Record extracts:
========================================

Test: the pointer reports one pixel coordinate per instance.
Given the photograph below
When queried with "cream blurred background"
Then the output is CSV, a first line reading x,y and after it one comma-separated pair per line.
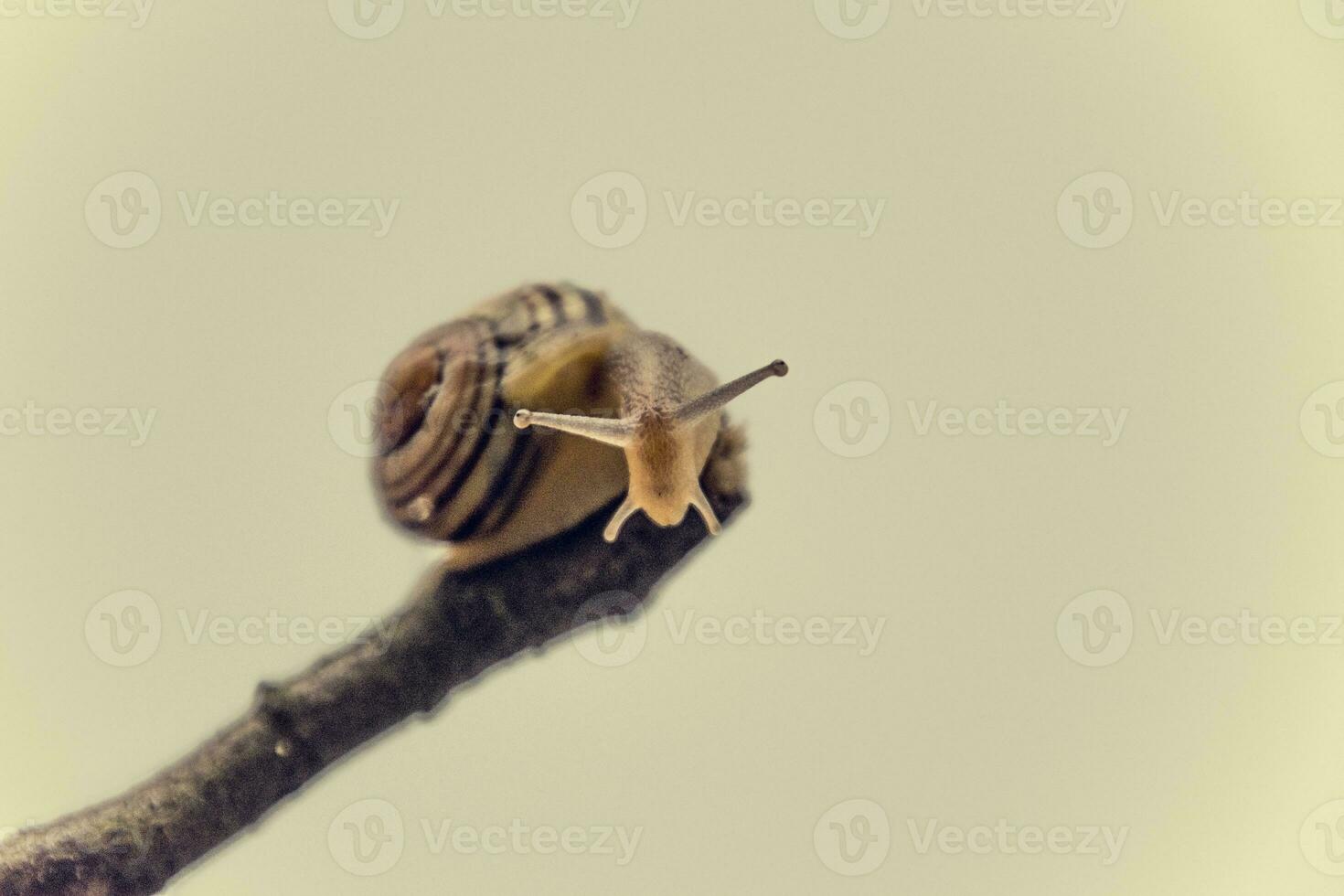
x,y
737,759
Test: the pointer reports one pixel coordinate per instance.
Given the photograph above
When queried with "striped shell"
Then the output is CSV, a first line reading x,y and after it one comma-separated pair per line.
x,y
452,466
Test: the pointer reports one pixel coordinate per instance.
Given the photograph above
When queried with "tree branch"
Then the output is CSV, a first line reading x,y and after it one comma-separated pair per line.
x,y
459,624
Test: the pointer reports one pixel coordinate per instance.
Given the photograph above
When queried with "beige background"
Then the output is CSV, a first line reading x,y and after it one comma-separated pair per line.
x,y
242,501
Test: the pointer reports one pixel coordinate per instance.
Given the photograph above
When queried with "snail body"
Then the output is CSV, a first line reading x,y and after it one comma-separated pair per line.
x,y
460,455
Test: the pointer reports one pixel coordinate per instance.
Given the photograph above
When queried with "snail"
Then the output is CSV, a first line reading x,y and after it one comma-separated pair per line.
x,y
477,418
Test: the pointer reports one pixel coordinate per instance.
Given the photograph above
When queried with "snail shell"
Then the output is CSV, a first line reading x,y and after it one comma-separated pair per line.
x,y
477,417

========================================

Task brief: Give an exact copy of the material, leaving out every picture.

Task response:
Test: the pointer reports one pixel coordinate per instance.
Given the photograph below
When queried with "cream blurred background"
Then the output is CSV, a first line reading x,y and after it one comma-separated pair per line.
x,y
737,759
Test: the pointer reports one pixel coordinate per instance.
Given the photograph above
When queried with "striped shell"
Then the output is CSV, a first line reading x,y and after it one comma-separated pair per line.
x,y
452,466
Test: the pointer reports one pixel coordinate per instance.
Given the photograph above
When queried with "tree branch"
Then the output is CSV, a first line reading x,y and after it one comma-separated pair per line.
x,y
459,624
Test: the pointer reports one pixel coordinate per instance.
Given the photograph above
When queried with "beige background"
Then the output is CSV, a first line reading x,y and after it one comma-separated pair per line.
x,y
242,501
Test: the pointer reports one pixel coordinate per instance.
Given the photograph above
When queried with "snail body"
Then the output is CSV, a first line reading x,y and after it one comma-separated pair per line.
x,y
460,455
Test: the pointer reports one pixel coordinate per instance.
Given the photograph above
When queried with "snail"
Then the output is CSV, a first line reading x,y and after it one comma-separated pair per line.
x,y
477,418
Test: the pointer reports one pixel coordinate per instance.
Given the photograph above
When queried with "snail shell"
Then the output is CSV, a first line reading x,y and after it one comma-separated pair per line.
x,y
477,417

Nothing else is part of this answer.